Excerpted text:
━━━━━━━━

Karel S. San Juan is a Filipino Jesuit priest who currently serves as the University President of Ateneo de Zamboanga University. He belongs to the Philippine Province of the Society of Jesus.

Early life and education
Karel San Juan was born in Marikina, Philippines on June 16, 1965. He graduated with a Bachelor of Science in Mathematics degree from Ateneo de Manila University in 1986. He earned his master's degree in Development Management from the Asian Institute of Management in Makati, in 1993. He finished his Doctorate in Leadership Studies at the Gonzaga University, in Spokane, Washington, USA, in 2007.

Early career

San Juan started as an instructor and program officer for advocacy and social development offices in Ateneo de Manila University. He then expanded to being a consultant for strategic planning, development management, and organizational development for several government organizations in the Philippines including the Department of Environment and Natural Resources (1993 – 1994), Department of Trade and Industry (1993) and the Department of Agrarian Reform (1996 – 1997). In 1996, he taught management courses at the Asian Institute of Management.

━━━━━━━━

Records from a data collection:
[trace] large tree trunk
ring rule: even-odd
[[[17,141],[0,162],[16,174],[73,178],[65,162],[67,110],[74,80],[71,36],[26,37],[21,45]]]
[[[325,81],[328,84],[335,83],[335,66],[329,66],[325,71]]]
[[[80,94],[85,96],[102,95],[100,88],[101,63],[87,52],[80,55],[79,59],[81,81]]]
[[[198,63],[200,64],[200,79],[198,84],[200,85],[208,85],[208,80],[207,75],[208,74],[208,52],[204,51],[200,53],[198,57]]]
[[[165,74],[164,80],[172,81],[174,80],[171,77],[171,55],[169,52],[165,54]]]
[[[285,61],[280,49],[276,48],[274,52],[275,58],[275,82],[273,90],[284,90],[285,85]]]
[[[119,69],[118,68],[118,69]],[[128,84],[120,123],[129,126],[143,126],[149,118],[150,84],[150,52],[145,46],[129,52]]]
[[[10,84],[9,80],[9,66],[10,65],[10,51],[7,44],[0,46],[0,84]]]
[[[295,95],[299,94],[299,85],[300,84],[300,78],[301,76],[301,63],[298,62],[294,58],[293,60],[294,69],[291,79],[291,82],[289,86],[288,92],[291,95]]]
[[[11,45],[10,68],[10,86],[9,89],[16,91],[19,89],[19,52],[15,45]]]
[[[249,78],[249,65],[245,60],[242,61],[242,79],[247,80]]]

━━━━━━━━

Requirement: According to the biography of Karel San Juan, at which university did he complete his Doctorate in Leadership Studies? This data is separate material and is unrelated to the text.

Full response: Gonzaga University, in Spokane, Washington, USA.